#### Exercise brief:
Reproduce every one of the entries below line for line, without changing anything.

#### Records for the task:
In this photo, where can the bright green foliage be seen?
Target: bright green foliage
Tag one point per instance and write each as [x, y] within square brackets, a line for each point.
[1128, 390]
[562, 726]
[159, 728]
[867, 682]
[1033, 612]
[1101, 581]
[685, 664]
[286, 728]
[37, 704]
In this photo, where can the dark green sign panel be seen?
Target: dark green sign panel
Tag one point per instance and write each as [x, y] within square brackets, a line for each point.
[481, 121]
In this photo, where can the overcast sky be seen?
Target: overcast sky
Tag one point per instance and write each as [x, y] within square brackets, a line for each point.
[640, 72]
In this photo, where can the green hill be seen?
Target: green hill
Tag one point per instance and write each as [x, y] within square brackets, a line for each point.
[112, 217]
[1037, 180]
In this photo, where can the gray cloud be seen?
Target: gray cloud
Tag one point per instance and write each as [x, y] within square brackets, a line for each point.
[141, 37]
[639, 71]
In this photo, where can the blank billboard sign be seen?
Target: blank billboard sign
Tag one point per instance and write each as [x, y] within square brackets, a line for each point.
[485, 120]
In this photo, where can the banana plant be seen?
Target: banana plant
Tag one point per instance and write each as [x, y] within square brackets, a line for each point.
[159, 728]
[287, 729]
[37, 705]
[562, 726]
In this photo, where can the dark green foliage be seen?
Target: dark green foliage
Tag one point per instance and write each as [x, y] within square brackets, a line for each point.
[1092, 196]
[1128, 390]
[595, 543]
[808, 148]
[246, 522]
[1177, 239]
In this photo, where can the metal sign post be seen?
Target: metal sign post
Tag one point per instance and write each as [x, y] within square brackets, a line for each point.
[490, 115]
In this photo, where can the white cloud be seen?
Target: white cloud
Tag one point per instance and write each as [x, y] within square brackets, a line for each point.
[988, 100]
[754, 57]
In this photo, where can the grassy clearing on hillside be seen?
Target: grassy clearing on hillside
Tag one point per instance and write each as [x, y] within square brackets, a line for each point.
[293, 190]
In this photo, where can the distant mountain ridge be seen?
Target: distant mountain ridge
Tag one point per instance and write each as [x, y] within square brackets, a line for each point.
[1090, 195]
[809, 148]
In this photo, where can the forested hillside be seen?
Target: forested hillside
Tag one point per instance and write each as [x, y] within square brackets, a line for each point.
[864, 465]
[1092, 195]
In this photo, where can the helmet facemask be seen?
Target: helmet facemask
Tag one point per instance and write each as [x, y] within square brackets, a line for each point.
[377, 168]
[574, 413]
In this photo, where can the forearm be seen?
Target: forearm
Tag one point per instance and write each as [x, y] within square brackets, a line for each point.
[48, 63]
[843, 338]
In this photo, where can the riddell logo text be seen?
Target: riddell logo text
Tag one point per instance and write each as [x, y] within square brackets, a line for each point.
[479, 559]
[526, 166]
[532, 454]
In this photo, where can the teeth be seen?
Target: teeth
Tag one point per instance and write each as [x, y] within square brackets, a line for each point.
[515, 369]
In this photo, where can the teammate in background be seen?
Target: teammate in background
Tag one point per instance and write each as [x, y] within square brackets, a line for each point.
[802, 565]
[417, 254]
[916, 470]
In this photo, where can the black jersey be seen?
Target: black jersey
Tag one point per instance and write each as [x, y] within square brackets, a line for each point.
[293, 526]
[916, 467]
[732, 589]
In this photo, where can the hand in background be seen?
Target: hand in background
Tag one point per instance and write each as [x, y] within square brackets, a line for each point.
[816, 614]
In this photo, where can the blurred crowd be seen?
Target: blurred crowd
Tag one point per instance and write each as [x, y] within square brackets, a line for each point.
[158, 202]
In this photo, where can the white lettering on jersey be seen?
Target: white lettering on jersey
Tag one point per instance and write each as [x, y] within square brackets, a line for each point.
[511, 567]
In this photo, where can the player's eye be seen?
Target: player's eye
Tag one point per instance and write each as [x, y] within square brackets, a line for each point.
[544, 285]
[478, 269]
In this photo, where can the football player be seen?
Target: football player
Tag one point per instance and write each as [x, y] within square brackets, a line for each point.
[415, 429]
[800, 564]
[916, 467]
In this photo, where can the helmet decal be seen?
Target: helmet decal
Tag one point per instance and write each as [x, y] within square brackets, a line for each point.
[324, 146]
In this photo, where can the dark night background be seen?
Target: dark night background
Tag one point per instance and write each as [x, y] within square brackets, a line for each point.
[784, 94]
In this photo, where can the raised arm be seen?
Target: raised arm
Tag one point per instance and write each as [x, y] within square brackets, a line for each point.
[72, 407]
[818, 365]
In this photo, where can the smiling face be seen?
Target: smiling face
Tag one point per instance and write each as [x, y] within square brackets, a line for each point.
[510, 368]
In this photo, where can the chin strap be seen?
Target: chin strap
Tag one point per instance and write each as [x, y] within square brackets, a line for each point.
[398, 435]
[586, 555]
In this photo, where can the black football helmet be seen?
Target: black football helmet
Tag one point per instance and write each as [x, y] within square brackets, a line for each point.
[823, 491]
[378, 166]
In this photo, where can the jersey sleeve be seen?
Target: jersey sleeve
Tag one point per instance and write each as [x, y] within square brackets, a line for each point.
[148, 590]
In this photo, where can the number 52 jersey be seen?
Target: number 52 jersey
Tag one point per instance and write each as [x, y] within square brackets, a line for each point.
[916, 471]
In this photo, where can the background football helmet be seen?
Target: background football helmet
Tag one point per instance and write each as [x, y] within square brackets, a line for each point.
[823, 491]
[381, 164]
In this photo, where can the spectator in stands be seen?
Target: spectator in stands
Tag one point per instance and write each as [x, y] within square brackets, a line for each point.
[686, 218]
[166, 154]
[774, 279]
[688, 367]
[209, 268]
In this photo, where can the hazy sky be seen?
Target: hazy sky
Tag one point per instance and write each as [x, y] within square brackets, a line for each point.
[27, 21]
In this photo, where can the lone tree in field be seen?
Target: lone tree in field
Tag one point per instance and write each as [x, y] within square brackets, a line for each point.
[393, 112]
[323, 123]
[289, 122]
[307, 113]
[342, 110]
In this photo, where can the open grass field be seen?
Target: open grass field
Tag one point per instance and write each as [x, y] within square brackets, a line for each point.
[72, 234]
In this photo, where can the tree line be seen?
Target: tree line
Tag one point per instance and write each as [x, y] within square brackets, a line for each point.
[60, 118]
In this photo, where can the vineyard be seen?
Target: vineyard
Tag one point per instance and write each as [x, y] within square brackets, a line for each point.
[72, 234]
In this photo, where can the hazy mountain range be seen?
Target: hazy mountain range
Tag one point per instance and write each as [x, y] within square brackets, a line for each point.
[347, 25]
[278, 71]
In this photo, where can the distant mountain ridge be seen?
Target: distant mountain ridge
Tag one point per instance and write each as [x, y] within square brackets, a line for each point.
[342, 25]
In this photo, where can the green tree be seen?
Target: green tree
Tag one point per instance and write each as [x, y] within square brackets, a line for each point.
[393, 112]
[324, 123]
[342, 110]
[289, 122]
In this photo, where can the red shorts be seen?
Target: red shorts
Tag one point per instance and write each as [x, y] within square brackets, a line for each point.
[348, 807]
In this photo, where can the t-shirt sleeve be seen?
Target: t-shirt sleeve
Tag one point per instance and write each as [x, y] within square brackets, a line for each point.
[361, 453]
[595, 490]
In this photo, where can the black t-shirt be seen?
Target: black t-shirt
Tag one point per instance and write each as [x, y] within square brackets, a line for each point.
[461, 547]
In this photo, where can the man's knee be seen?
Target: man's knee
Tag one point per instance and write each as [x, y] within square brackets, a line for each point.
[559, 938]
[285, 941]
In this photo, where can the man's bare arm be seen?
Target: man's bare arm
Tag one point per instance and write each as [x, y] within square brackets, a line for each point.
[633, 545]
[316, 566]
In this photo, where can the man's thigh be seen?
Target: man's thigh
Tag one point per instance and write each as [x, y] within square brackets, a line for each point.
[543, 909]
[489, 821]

#### Worked answer:
In this photo, where can the bright green foliage be seen?
Target: bright green foliage
Tag one point per instance and write each as [x, y] within square brackets, a line for each point.
[1128, 390]
[562, 726]
[159, 728]
[867, 682]
[1033, 612]
[1101, 581]
[685, 664]
[286, 728]
[37, 704]
In this photo, where can the dark green sign panel be seen?
Target: dark green sign panel
Tag one point per instance and write each as [x, y] within square brackets, a line for each point.
[481, 121]
In this photo, where can the overcast sky be seen?
Target: overcast sky
Tag one point per instance and write each as [x, y] within square brackets, a line for each point.
[640, 72]
In this photo, where can the green hill be seen?
Target: green hill
Tag one point per instance and write each as [x, y] within square brackets, a line for each point.
[112, 217]
[1037, 180]
In this photo, where can the gray cloud be seen?
Target: gray cloud
Tag one point per instance and write each as [x, y] within square brackets, a line for each point.
[141, 37]
[639, 71]
In this photo, where can the blank billboard sign be seen?
Target: blank billboard sign
Tag one point per instance and write each as [x, y] within square brackets, a line for each point.
[485, 120]
In this photo, where can the banana plant be seen?
Target: banana plant
Tag one point per instance and write each as [x, y] within square brackets, a line for each point.
[159, 728]
[287, 729]
[37, 705]
[562, 726]
In this photo, where can the dark green foliage be seen?
Target: dark green foliage
Tag one point per instance and write each as [x, y] within square brackets, a line for each point.
[1092, 196]
[1128, 390]
[595, 543]
[808, 148]
[246, 522]
[1177, 239]
In this photo, where can the metal sign post be seen?
Target: metal sign post
Tag one point per instance and write each as [x, y] within square brackets, a line for each point.
[490, 115]
In this photo, where can the white cloud be seen?
Target: white cloud
Tag one point per instance and write each as [x, y] within square brackets, a line for each point.
[988, 100]
[754, 57]
In this photo, where can the grassy clearing on hillside be seen?
Target: grassy clearing on hillside
Tag one point per instance and write each as [x, y] within square brackets, a line for each point.
[293, 190]
In this photo, where can the distant mountain ridge be seen?
Target: distant mountain ridge
Tag one point per instance and write each as [x, y] within square brackets, a line for each point.
[1090, 195]
[809, 148]
In this photo, where can the forested hillside be seen?
Target: forested hillside
Tag one point per instance and write each as [x, y] within square brackets, a line for each point.
[864, 465]
[1092, 195]
In this photo, where can the helmet facemask be seen?
Target: helmet facemask
Tag one point per instance and write each as [x, y] within square brackets, a line for each point.
[377, 168]
[574, 413]
In this photo, where can the forearm be seen?
Target: forearm
Tag one point per instance and write each as [x, y] within square brackets, a line for each point.
[48, 63]
[843, 338]
In this photo, where can the riddell logo text be seen?
Target: riddell logo text
Tag one point per instance and write each as [x, y] within square brackets, a line for each point.
[479, 559]
[526, 166]
[532, 454]
In this photo, where can the teeth be seen?
Target: teeth
Tag one point per instance and write each as [x, y] within square brackets, a line for each point.
[515, 369]
In this photo, where can the teammate in background be seen?
Target: teammate in background
Tag one point per instance and write each as [x, y] within square brackets, a line for each point.
[802, 565]
[417, 254]
[916, 470]
In this photo, where can the black jersey be seen?
Target: black jersey
Tag one point per instance and write each as [x, y] within square brackets, a line for each point.
[293, 526]
[916, 467]
[732, 589]
In this photo, where can the hand in background be seen?
Target: hand in background
Tag one point per instance and write each as [x, y] within square brackets, a line for each point.
[816, 614]
In this photo, where can the blurred crowd be seen?
Target: blurred crowd
Tag one point per instance and write each as [x, y] within square brackets, a line for each point.
[158, 202]
In this photo, where can the white lettering on jersey be seen?
Target: white lettering on jersey
Tag one point per instance and write each as [x, y] within square brackets, a line for each point.
[511, 567]
In this photo, where can the player's eye be seen?
Target: player's eye
Tag one point per instance and write each as [x, y] within square brackets, a line for each point.
[544, 285]
[478, 269]
In this photo, where can the football player be seen?
Target: football player
Tag one point per instance and write each as [x, y] within square brackets, a line for each point.
[415, 429]
[800, 564]
[916, 467]
In this photo, where can the helmet decal be seen?
Target: helmet decal
Tag one point per instance and write each as [x, y] within square brackets, a line for each point.
[324, 146]
In this photo, where can the dark night background be seen?
Target: dark night background
Tag one point per instance and write each as [x, y] within square brackets, a line for each point.
[784, 94]
In this photo, where can the raised arm be seen?
Target: raised arm
Tag one point per instance and write each as [x, y] within square brackets, a line for each point.
[72, 407]
[818, 365]
In this photo, where can the smiling face be seen?
Target: smiling face
Tag one point per instance and write each as [x, y] within square brackets, a line for each point.
[510, 368]
In this photo, where can the chin strap be seen?
Target: chin strap
Tag one point per instance and write each as [x, y] within square brackets, a line for each point.
[398, 435]
[586, 555]
In this photo, where can the black football helmet be seen?
Target: black football helmet
Tag one point per instance and write each as [x, y] within square brackets, a line for each point.
[823, 491]
[378, 166]
In this photo, where can the jersey sleeve be seen?
Target: jersey sleeve
Tag one point per instance and write each as [x, y] within square brackets, a line for each point.
[148, 590]
In this photo, where can the number 52 jersey be seen?
Target: number 52 jersey
Tag one point per instance and write each as [x, y] within square brackets, a line for each point.
[916, 471]
In this photo, where can the background football helmet be seen?
Target: background football helmet
Tag one point per instance and write each as [x, y] within square brackets, a line for each point.
[823, 491]
[381, 164]
In this photo, where can the spectator in stands be seen?
Target: spectator in stands
Tag one point per instance and write each as [x, y] within square brackets, a line for each point.
[686, 218]
[166, 154]
[774, 279]
[688, 367]
[209, 268]
In this photo, where can the hazy sky be seen?
Target: hazy sky
Tag one point per instance and write each as [x, y] within square brackets, a line for each point.
[27, 21]
In this photo, where can the lone tree in field be seen?
Target: lone tree in field
Tag one point per instance and write each as [x, y] within square brackets, a line for each point.
[393, 112]
[323, 123]
[289, 122]
[307, 113]
[342, 110]
In this photo, where can the open grass field be seen?
Target: open grass field
Tag one point per instance and write each as [x, y] within square brackets, a line for each point.
[72, 234]
In this photo, where can the tree line be seen?
Target: tree line
Tag one point per instance and write each as [x, y] within square brackets, a line for each point.
[60, 118]
In this photo, where can the vineyard be seen?
Target: vineyard
Tag one point per instance and write each as [x, y] within square brackets, a line for each point.
[72, 234]
In this photo, where can the hazy mountain range be seen?
Target: hazy mountain range
Tag one point per instance and write each as [x, y] within square brackets, a line for each point.
[347, 25]
[278, 71]
In this photo, where can the distant mountain ridge be seen?
Target: distant mountain ridge
Tag one point per instance and write each as [x, y] within square brackets, a line for each point.
[342, 25]
In this photo, where can the green tree be seen?
Target: green tree
Tag one point per instance and write each as [x, y] within square brackets, a line for each point.
[393, 112]
[324, 123]
[342, 110]
[289, 122]
In this photo, where can the red shorts be seen?
Target: red shorts
Tag one point per instance and write each as [x, y] within square brackets, a line for each point.
[348, 807]
In this photo, where can the t-shirt sleeve be seen?
Target: t-shirt sleeve
Tag one point per instance and write each as [x, y] within square brackets, a line for each point.
[361, 453]
[595, 490]
In this photo, where can the black t-shirt be seen?
Target: black t-shirt
Tag one point per instance and write each as [x, y] within square brackets, a line for each point.
[461, 547]
In this photo, where can the man's knee be seen?
Target: man's knee
Tag one point per instance and write each as [x, y] within square brackets, a line for each point.
[559, 938]
[285, 941]
In this photo, where can the man's bare arm be seen?
Target: man's bare arm
Tag one point per instance and write each as [x, y] within square brackets, a line for each point.
[633, 545]
[316, 566]
In this photo, where can the man's thigh be seen?
Target: man's thigh
Tag one point per instance and write each as [x, y] within square brackets, a line for each point.
[543, 909]
[489, 821]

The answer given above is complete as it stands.